### STATED EXERCISE
Answer these questions about the court opinion in Bienert v. State:
1. What company did the defendant manage?
2. Which club did the purchaser claim to represent?
3. Which case does the opinion quote for its definition of entrapment?

### EXTRACTED TEXT
========================
Bienert v. State
Bienert v. State
Opinion of the Court
(After stating the foregoing facts.) It is contended by the plaintiff in error that the accusation here is fatally defective in that it does not negative all of the lawful ways under which the defendant might have sold the liquor in question, under the authority of Capitol Distributing Co. v. State, 83 Ga. App. 303 (63 S. E. 2d, 451). It is contended by the defendant in error that the accusation has been previously held by the court to be sufficient, and that this has become the law of the case, in Bienert v. State, supra. The two accusations, although identical, represent two different cases. However, the accusation in the Bienert case specifically charges a violation of Code (Ann. Supp.) § 58-1025, in that it charges the defendant, as general manager of a liquor company holding a wholesaler’s license, with a sale to one not the holder of either a wholesale or retail liquor license, these being the only two licensees, under said Code section, to whom a wholesaler may lawfully sell. The Capitol Distributing Co. case, on the contrary, while alleging that the defendants were not the holders of retailers’ licenses, failed to allege what license, if any, the defendants held, for which reason the indictment was held to be ambiguous, since it was impossible to say with any certainty whether the State intended to charge violations of wholesalers’ licenses, violations of licenses to manufacture, or sales without licenses of any kind.
It is contended in the first ground of the amended motion for a new trial that a charge that “The law presumes that every act which is itself unlawful was criminally intended unless and until the contrary is made to appear” is not applicable in cases such as illegal sales of liquor, which are not malum in se but only malum prohibitum. The excerpt of the charge is complained of as error because the defendant contends that the evidence demands a finding that the purchaser of the whisky, who was an agent of the State Revenue Department, represented himself to be an agent of the V. F. W. Club of Laurens County, which organization the defendant believed to be the holder of a “Federal permit” (by which the defendant apparently was referring to the Federal occupation tax levied against retail dealers in liquor, U. S. C. A., Tit. 26, Sec. 3250 (b) ) and as such entitled to purchase whisky. The defendant was the manager of Dodd Distributing Company, a licensed wholesale liquor dealer, and as such authorized to sell whisky at wholesale only to the holders of either wholesale or retail liquor licenses. One upon whom the Federal occupation tax for retailing liquor is levied may or may not be the holder of such licenses. It follows, therefore, that under Code (Ann. Supp.) § 58-1025, if the purchaser, although the holder of a “Federal permit”, was not the holder of a wholesale license and was not the holder of a retail license, the sale would be illegal. Ignorance of the law is not an excuse for its violation. Coleman v. City of Griffin, 55 Ga. App. 123
Special grounds 3 through 17 complain of errors in the charge of the court and failures to charge as requested in relation to the principal defense, that of entrapment. Taking the evidence and the defendant’s statement in its light most favorable to the defendant for the purpose of considering whether any errors in ‘the charge on entrapment, if made, would have required a reversal of this case, it appears that a request was made by the Retail Whisky Dealers’ Association to the Alcohol Control Unit in connection with alleged price violation; that pursuant thereto an employee of the Alcohol Control Unit of the State Revenue Department went to Macon and, after conferring with the attorney for the Retail Whisky Dealers’ Association and learning that the defendant or his company was suspected of making sales to persons not regularly licensed by the State, he went to the offices of Dodd Distributing Company, arriving just a few minutes before closing time on the Saturday noon preceding the long Fourth of July weekend; that he represented himself to be the agent of the V. F. W. Club of Laurens County, holder of -a “Federal permit” and that he needed a case of whisky for the club’s Fourth of July celebration; that the defendant at first refused to sell him the whisky but later reconsidered and sold him one case; that he did not make any inquiry whatever as to whether either the witness or his club was a holder of either a wholesale or a retail license. The evidence further showed-that the company of which the defendant was general manager made large and regular sales to persons in dry counties, some of whom
In Sutton v. State, 59 Ga. App. 198 (1, 2, 3,) (200 S. E. 225) it is held as follows: “The discovery of crime and the procurement of evidence by deception are not prohibited. A trap may be set. It is no ‘entrapment’ to commit a crime where the officer merely furnishes an opportunity to a criminal who is ready to commit an offense. ‘Entrapment’ exists where the idea and intention of the commission of a crime originates with an officer of the State, and he, by undue persuasion, incitement, and deceitful means, induces the defendant to commit an act (in violation of the literal terms of the prohibition law) which the defendant would not have committed except for the conduct of such officer.” Where one is suspected of being a violator of the law, a trap may be set, and the suspected person given such opportunity to violate the law as would be usual and ordinary under the circumstances. U. S. v. Wray, 8 Fed. 2d, 429; Dalton v. State, 113 Ga. 1037 (39 S. E. 468).
========================
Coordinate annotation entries
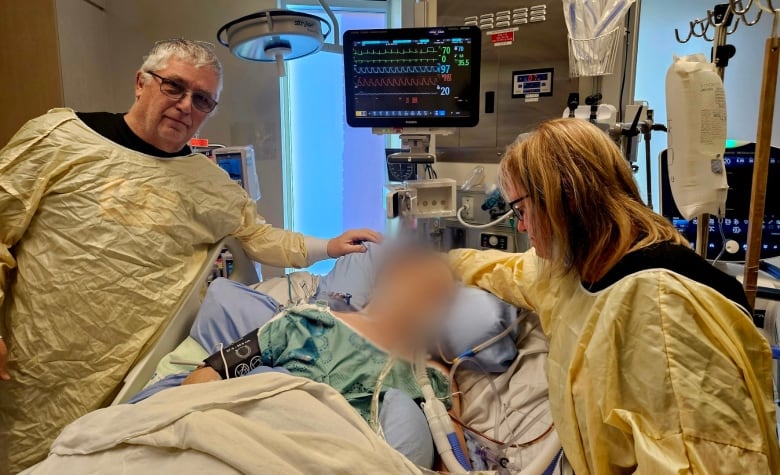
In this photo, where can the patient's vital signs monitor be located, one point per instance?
(412, 77)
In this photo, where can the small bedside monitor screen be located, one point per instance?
(412, 77)
(739, 171)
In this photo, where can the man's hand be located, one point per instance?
(202, 375)
(352, 241)
(4, 376)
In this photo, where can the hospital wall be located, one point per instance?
(248, 111)
(28, 30)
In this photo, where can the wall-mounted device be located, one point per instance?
(239, 164)
(524, 76)
(412, 77)
(739, 169)
(501, 236)
(422, 199)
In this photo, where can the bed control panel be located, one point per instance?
(494, 241)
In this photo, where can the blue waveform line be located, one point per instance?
(392, 61)
(396, 69)
(396, 51)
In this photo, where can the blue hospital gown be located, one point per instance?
(309, 341)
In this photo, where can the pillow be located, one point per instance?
(352, 274)
(475, 317)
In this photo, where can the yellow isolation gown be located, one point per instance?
(98, 245)
(654, 374)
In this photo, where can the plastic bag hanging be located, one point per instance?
(696, 118)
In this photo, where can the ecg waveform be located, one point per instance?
(396, 55)
(396, 69)
(419, 81)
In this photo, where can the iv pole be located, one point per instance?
(721, 19)
(761, 161)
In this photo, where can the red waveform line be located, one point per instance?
(398, 81)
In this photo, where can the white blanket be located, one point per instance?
(525, 416)
(268, 423)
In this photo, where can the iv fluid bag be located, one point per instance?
(696, 118)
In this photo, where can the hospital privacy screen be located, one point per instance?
(412, 77)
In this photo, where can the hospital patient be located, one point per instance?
(348, 351)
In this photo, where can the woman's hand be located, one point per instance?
(352, 241)
(202, 375)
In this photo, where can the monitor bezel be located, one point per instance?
(351, 36)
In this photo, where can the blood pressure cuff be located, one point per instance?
(238, 359)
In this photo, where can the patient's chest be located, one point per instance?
(315, 345)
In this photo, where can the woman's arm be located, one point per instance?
(509, 277)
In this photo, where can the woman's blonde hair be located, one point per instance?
(584, 197)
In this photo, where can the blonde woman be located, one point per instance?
(655, 365)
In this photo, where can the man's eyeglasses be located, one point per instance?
(177, 90)
(516, 209)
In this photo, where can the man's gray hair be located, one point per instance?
(197, 53)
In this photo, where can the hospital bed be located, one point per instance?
(513, 404)
(178, 327)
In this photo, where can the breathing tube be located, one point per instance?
(546, 461)
(442, 429)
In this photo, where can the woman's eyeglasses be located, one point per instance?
(516, 209)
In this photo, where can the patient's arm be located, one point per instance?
(202, 375)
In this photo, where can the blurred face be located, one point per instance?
(166, 122)
(419, 292)
(529, 222)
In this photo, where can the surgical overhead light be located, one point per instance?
(279, 35)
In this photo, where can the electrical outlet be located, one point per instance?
(468, 208)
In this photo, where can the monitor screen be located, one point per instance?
(231, 163)
(412, 77)
(739, 172)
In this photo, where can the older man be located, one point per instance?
(105, 220)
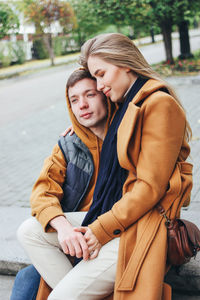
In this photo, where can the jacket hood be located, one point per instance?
(84, 133)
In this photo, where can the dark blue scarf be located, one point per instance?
(112, 176)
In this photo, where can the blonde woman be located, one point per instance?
(152, 145)
(142, 163)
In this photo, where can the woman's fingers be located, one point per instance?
(94, 253)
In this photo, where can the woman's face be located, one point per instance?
(113, 81)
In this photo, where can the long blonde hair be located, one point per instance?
(119, 50)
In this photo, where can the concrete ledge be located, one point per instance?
(13, 258)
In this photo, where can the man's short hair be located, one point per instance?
(78, 75)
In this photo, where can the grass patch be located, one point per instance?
(180, 67)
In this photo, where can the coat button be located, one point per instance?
(116, 231)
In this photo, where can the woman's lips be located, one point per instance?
(107, 93)
(86, 115)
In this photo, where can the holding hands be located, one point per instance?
(78, 241)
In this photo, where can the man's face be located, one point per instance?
(88, 105)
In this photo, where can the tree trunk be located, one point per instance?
(184, 40)
(49, 44)
(167, 37)
(152, 34)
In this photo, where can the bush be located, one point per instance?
(39, 50)
(5, 54)
(19, 53)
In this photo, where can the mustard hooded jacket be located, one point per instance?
(47, 192)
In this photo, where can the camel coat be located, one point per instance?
(152, 147)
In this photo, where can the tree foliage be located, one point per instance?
(46, 14)
(87, 19)
(9, 21)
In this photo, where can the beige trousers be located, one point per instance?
(92, 279)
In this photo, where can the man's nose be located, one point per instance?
(83, 103)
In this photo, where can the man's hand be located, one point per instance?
(92, 241)
(72, 242)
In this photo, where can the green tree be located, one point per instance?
(87, 19)
(124, 13)
(45, 14)
(9, 22)
(184, 11)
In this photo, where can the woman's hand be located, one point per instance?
(72, 242)
(69, 130)
(92, 242)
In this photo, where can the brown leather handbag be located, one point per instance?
(183, 239)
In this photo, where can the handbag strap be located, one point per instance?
(163, 213)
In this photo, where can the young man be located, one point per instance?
(67, 180)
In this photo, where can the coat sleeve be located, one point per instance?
(47, 191)
(163, 128)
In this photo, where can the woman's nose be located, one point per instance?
(83, 103)
(100, 85)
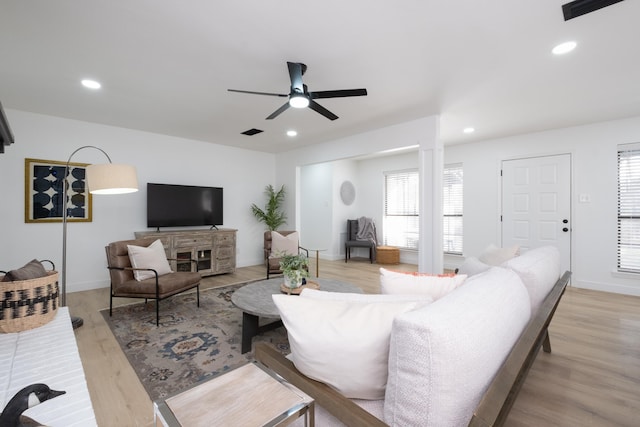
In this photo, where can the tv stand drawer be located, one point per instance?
(188, 241)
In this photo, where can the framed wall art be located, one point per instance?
(43, 192)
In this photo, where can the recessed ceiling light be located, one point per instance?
(91, 84)
(563, 48)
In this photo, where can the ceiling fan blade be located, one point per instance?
(278, 111)
(296, 70)
(337, 93)
(259, 93)
(320, 109)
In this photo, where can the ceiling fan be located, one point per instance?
(300, 97)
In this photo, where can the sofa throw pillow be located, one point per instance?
(495, 256)
(31, 270)
(344, 344)
(153, 256)
(281, 245)
(437, 286)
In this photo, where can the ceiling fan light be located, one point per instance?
(299, 101)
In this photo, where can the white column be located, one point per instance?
(431, 167)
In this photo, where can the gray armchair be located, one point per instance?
(353, 242)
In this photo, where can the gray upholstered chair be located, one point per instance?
(159, 287)
(272, 262)
(353, 242)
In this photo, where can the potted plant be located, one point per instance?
(294, 268)
(272, 216)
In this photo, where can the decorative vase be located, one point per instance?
(293, 279)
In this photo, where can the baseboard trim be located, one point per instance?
(607, 287)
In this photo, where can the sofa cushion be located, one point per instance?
(473, 265)
(495, 256)
(443, 356)
(539, 270)
(31, 270)
(437, 286)
(152, 256)
(345, 296)
(281, 244)
(344, 344)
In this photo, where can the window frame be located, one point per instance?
(407, 217)
(453, 210)
(628, 209)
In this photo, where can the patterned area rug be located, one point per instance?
(190, 345)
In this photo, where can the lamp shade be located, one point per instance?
(109, 178)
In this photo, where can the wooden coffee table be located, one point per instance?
(255, 302)
(251, 395)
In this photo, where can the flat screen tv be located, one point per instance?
(170, 205)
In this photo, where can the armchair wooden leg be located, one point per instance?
(546, 344)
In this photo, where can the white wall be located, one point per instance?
(594, 227)
(594, 232)
(158, 158)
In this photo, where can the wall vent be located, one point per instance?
(252, 132)
(582, 7)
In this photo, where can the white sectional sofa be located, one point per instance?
(47, 354)
(445, 358)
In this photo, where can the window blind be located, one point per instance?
(452, 209)
(402, 209)
(629, 208)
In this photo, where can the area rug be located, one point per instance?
(191, 344)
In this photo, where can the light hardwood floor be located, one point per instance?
(591, 378)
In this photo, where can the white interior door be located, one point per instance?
(536, 204)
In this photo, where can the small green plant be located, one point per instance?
(294, 268)
(272, 216)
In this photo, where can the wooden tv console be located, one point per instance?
(215, 250)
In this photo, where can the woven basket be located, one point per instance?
(27, 304)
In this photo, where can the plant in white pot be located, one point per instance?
(294, 268)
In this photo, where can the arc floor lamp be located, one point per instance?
(107, 178)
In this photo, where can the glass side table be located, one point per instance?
(251, 395)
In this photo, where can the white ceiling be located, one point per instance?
(166, 65)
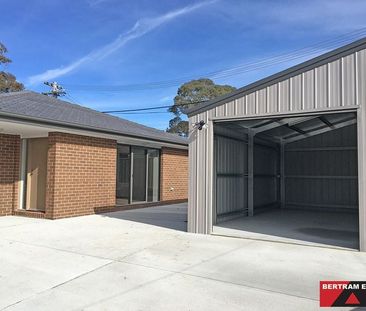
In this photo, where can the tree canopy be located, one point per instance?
(189, 95)
(8, 82)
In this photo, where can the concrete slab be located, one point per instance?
(114, 262)
(296, 226)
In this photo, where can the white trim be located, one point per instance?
(121, 139)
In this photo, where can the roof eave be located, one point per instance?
(16, 117)
(282, 75)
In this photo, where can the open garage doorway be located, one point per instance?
(288, 179)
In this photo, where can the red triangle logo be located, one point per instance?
(352, 300)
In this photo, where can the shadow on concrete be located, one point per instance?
(329, 228)
(173, 216)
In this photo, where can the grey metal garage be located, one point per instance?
(285, 157)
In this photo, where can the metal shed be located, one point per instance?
(284, 158)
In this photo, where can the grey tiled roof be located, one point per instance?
(31, 105)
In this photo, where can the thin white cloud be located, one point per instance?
(166, 99)
(140, 28)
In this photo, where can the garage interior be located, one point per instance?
(288, 179)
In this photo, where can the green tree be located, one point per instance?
(190, 94)
(8, 82)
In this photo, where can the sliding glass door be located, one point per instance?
(123, 174)
(138, 171)
(153, 165)
(138, 175)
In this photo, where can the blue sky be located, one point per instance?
(115, 42)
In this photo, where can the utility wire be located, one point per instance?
(246, 67)
(153, 108)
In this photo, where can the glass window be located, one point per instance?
(153, 175)
(139, 174)
(123, 174)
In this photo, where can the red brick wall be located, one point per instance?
(9, 173)
(81, 175)
(173, 174)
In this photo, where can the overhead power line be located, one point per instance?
(152, 108)
(243, 68)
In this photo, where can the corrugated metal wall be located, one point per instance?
(231, 176)
(266, 182)
(321, 171)
(336, 85)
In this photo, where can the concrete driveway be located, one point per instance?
(143, 260)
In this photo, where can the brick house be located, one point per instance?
(59, 159)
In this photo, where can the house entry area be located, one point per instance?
(33, 174)
(288, 179)
(137, 175)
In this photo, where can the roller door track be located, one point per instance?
(288, 179)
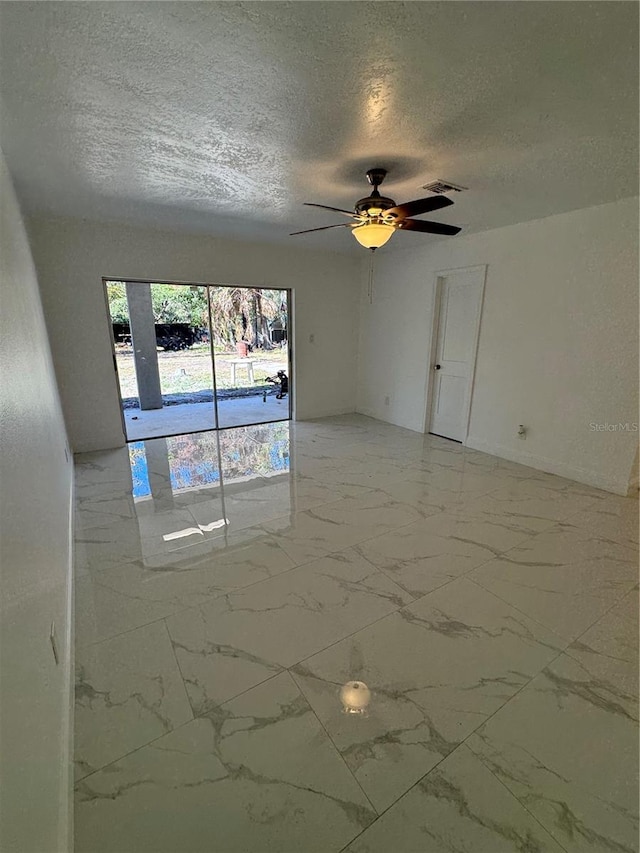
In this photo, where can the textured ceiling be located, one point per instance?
(224, 117)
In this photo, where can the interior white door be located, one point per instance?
(460, 303)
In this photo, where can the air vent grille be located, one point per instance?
(442, 187)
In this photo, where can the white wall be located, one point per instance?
(558, 343)
(35, 541)
(72, 257)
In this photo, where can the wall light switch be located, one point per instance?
(54, 643)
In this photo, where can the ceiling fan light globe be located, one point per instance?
(372, 235)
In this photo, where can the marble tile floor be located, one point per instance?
(231, 586)
(193, 417)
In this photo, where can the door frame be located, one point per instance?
(436, 305)
(263, 286)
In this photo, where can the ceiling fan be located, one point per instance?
(376, 217)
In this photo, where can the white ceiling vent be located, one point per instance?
(442, 187)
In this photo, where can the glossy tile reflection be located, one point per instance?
(286, 630)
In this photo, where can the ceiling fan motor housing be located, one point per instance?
(376, 201)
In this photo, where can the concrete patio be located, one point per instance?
(194, 417)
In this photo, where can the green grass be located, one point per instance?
(190, 369)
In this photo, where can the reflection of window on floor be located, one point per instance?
(193, 461)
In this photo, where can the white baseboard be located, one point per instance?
(325, 413)
(551, 466)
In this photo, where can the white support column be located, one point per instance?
(143, 338)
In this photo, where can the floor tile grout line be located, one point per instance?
(175, 729)
(333, 744)
(179, 668)
(543, 624)
(514, 796)
(463, 742)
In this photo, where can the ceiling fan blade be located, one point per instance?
(428, 227)
(335, 209)
(322, 228)
(420, 205)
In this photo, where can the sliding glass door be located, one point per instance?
(191, 358)
(250, 330)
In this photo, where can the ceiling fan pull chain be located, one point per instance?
(373, 251)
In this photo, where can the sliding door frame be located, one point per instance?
(290, 311)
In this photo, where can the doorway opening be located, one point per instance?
(194, 357)
(457, 312)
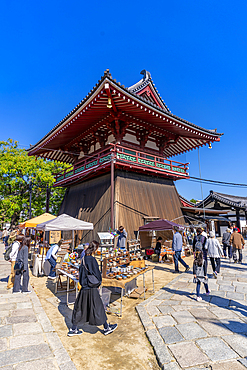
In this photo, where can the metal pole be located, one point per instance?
(30, 198)
(112, 191)
(47, 198)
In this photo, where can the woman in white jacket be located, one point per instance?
(215, 252)
(12, 256)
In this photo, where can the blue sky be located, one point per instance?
(53, 53)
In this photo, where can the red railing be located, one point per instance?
(126, 156)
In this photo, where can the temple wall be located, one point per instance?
(136, 196)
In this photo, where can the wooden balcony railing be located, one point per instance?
(123, 155)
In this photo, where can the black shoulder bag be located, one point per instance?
(93, 282)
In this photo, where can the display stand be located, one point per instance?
(106, 242)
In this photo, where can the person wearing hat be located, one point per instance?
(177, 244)
(215, 252)
(237, 242)
(226, 243)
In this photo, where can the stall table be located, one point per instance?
(121, 283)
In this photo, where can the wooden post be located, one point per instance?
(112, 191)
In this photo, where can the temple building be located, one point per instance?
(120, 143)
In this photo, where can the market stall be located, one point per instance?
(150, 232)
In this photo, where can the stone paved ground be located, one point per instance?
(211, 334)
(27, 338)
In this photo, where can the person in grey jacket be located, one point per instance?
(122, 237)
(200, 274)
(177, 244)
(23, 257)
(226, 243)
(215, 252)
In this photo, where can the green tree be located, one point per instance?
(17, 171)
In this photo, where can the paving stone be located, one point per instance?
(3, 344)
(216, 349)
(170, 334)
(61, 356)
(165, 309)
(241, 289)
(217, 293)
(20, 319)
(160, 348)
(45, 322)
(67, 366)
(24, 305)
(227, 288)
(202, 313)
(23, 329)
(26, 340)
(221, 302)
(144, 317)
(166, 320)
(234, 295)
(152, 310)
(44, 364)
(7, 306)
(164, 296)
(171, 366)
(15, 356)
(183, 317)
(243, 361)
(171, 302)
(223, 313)
(235, 325)
(187, 354)
(23, 312)
(228, 365)
(4, 313)
(6, 331)
(214, 327)
(238, 343)
(54, 341)
(191, 331)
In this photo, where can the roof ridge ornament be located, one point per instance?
(146, 75)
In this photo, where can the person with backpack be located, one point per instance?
(215, 252)
(88, 306)
(177, 245)
(51, 256)
(22, 257)
(200, 273)
(199, 243)
(12, 258)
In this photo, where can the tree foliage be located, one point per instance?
(17, 172)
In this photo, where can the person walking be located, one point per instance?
(177, 244)
(12, 259)
(88, 306)
(51, 257)
(226, 243)
(237, 242)
(22, 256)
(215, 252)
(200, 241)
(200, 274)
(122, 237)
(157, 248)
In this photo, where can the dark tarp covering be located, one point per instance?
(159, 225)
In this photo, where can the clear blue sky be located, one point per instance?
(53, 53)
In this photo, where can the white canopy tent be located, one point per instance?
(64, 222)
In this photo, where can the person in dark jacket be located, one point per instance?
(199, 238)
(157, 248)
(22, 256)
(200, 274)
(226, 243)
(88, 306)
========================
### REPLY
1. Dodd Distributing Company
2. The V. F. W. Club of Laurens County
3. Sutton v. State